** Start GIVEN RECORDS **

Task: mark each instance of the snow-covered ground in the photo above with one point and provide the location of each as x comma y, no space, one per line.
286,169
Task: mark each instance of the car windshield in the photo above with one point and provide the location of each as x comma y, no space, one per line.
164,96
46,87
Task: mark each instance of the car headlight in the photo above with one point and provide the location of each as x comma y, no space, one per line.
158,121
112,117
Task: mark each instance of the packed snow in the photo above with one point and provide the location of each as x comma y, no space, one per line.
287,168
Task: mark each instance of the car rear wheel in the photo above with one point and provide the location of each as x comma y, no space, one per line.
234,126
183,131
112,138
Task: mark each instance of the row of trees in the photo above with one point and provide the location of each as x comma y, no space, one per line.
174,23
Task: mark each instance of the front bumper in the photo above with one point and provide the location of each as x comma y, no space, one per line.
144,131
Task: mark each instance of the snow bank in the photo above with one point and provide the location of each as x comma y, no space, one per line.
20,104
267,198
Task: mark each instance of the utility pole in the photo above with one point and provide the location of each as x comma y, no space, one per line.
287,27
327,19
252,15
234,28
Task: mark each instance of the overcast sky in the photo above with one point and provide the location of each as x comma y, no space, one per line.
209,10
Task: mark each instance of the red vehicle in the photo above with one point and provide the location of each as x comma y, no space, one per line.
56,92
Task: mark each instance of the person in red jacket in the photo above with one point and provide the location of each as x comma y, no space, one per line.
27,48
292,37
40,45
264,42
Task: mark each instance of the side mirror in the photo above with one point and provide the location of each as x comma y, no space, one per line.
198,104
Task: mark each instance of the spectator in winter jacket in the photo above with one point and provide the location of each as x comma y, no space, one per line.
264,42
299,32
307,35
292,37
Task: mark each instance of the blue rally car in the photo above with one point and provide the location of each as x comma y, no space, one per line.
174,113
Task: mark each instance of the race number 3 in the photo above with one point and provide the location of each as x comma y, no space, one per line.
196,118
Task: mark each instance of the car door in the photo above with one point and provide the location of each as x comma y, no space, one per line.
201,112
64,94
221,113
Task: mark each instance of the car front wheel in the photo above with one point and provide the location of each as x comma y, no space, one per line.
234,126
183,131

** End GIVEN RECORDS **

Please copy all of the records above word for word, keeping each on its own line.

Task: mark each instance of the snow-covered ground in the photo above with one point and provide the location of each as x comma y, no space, one per line.
286,169
Task: mark each instance of the car windshield in the photo above with one point and provide the location of each as x comma y, no space, one per line.
164,96
46,87
Task: mark each instance of the car headlight in the photo above with one point and provide the location of each as x comma y, no space, one per line.
158,121
112,117
Task: mark each instance of the packed snow in the photo above with one point and provide the location of each as x comma y, no space, one per line.
287,168
Task: mark each instance of the car rear wheel in the photo above with one point and provide the location of each as x comma y, no space, one per line.
234,126
183,131
112,138
Task: mark each instance of the row of trees in the photo above with one point and provide the location of each as x comma y, no space, one per line.
174,23
Task: mark each instance of the front bumper in the photo above with one point and provide the location of each as x comma y, no space, one per line.
144,131
Task: mark each instance of the snow bank in the photo above with one point and provide the location of each as x comma y, no space, one per line.
20,104
267,198
Task: mark each instance of the utility pole in the photo above with one point and provide the location of each as x comma y, no space, one per line.
287,27
327,19
252,15
234,28
Task: mark each instance of the overcast sky in the photo above with one point and provide the location of each as x comma y, no space, one per line.
209,10
Task: mark each instance of the red vehicle in the photo above with one point and provide the location of each as x comma y, no space, one per line.
56,92
Task: mark each instance of the person in red jacket in the photo above with one point and provide the location of each as x comma y, no space, one per line.
27,48
292,37
40,45
264,42
Task: mark each instance of the side mirror in the photo above with one point and provide the location of each as x comma y, no space, one per line.
198,104
Task: mark each instance of the spectator in winter jacket in the photo above with one point and provide the location of each as x comma y, no space, one per line.
264,42
299,32
307,35
292,37
Task: mark each instance of the blue rally car in the photo above with one point and provide the location of each as x comma y, no space, one per line.
174,113
Task: mark each instance of the race number 3 in the photo above with one point and provide the location of each as x comma y, no space, one per line.
196,118
Task: mark each instance of the car door in the photo above with one point and provide the location of each as x comma y, no space, one per line.
201,112
64,94
221,113
Task: mark each instance of the car front wheel in the photo above with one point and provide the location of each as x comma y, no space, one per line.
234,126
183,131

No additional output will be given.